# Задание:
Сколько студентов, согласно фрагменту о российских вузах, обучалось в высших учебных заведениях России к началу 2011 г.?

# Выбранный фрагмент:
━━━━━━━━━━━━━━━━━━━━

Глава 15 Мальчик с девочкой не дружит…

Глава 15

Мальчик с девочкой не дружит…

ПРИНЯТО СЧИТАТЬ, что перспективные идеи рождаются в университетах. По крайней мере, в развитых странах. Это подтверждается простой статистикой — наибольшее именно в университетских лабораториях. И именно сильные исследовательские университеты, как правило, выступали в роли баз для успешных инновационных кластеров. 70 % технологических стартапов зарождаются именно здесь.

К началу 2011 г. Россия была страной с развитой системой высшего образования. Здесь работало порядка 1115 высших учебных заведений, в которых обучалось 7,05 млн студентов. Вузы от Калининграда до Владивостока и от Архангельска до Махачкалы исправно принимали студентов, выдавали дипломы. В них кипела какая-то жизнь: плелись интриги, защищались диссертации, заседали кафедры, создавались и рушились семьи. Где-то, чего греха таить, имела место и коррупция (говорят, чем южнее, тем больше).

Насколько вся эта инфраструктура могла помочь амбициозным планам по модернизации страны? Могла ли эта среда обеспечить Сколково талантливыми энтузиастами, а главное — свежими идеями и в количестве, потребном для запуска инновационной машины?

…Московский государственный технологический университет имени Баумана — это комплекс величественных зданий на Лефортовской набережной в Москве. Лучшая инженерная школа мира, лучшая инженерная школа СССР, лучшая инженерная школа России. Некогда один из самых «закрытых» вузов, работающих в том числе на космическую отрасль и оборонный потенциал страны. Теперь знаменитая Бауманка получила статус Национального исследовательского университета. Преобразование произошло в рамках реформы российской системы высшего образования, которая должна превратить ведущие российские вузы в глобальные исследовательские университеты, активно генерирующие и продвигающие новые знания.

━━━━━━━━━━━━━━━━━━━━

# Извлечённые данные:
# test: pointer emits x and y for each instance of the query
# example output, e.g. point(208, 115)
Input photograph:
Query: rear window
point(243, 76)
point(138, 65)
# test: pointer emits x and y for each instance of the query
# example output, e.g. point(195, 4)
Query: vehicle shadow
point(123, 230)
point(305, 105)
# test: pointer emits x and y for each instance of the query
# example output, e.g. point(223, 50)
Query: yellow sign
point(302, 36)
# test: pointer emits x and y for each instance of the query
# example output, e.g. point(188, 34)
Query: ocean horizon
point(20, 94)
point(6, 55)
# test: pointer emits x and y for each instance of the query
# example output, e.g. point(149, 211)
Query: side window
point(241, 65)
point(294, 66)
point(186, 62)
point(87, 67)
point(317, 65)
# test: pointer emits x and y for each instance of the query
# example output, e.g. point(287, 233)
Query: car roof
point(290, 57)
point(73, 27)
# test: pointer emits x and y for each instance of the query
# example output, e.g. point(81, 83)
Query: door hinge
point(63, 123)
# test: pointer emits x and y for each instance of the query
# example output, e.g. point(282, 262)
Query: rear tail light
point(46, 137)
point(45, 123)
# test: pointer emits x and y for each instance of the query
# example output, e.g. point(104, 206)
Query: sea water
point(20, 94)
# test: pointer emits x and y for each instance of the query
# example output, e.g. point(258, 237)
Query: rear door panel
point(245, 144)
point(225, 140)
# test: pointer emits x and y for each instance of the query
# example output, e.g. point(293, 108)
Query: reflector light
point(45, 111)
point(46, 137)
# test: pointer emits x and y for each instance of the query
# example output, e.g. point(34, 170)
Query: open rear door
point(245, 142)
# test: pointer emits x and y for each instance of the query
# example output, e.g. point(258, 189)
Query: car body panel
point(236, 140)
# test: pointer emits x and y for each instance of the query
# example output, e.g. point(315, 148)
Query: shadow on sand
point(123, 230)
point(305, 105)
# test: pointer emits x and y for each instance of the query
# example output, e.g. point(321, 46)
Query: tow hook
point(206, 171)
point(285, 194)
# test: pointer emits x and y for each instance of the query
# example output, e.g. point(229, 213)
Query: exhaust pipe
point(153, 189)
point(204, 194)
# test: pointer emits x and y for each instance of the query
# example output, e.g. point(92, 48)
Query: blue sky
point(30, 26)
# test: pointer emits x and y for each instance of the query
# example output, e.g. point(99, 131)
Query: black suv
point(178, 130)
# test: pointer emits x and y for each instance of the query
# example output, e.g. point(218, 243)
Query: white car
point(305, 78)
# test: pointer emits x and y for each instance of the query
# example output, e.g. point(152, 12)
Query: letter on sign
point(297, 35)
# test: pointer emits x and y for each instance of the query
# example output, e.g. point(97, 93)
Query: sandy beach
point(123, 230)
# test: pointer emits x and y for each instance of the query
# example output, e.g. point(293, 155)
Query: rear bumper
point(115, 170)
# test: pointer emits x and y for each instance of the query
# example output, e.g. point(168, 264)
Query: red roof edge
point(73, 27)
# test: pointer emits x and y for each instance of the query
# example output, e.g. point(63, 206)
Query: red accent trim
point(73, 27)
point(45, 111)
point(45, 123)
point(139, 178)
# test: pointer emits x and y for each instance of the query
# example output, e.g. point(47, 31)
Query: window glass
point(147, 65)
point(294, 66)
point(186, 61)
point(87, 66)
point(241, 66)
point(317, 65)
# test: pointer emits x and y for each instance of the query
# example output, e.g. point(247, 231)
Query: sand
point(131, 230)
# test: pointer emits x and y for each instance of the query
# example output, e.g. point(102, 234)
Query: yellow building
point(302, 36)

━━━━━━━━━━━━━━━━━━━━

# Полный ответ:
7,05 млн студентов.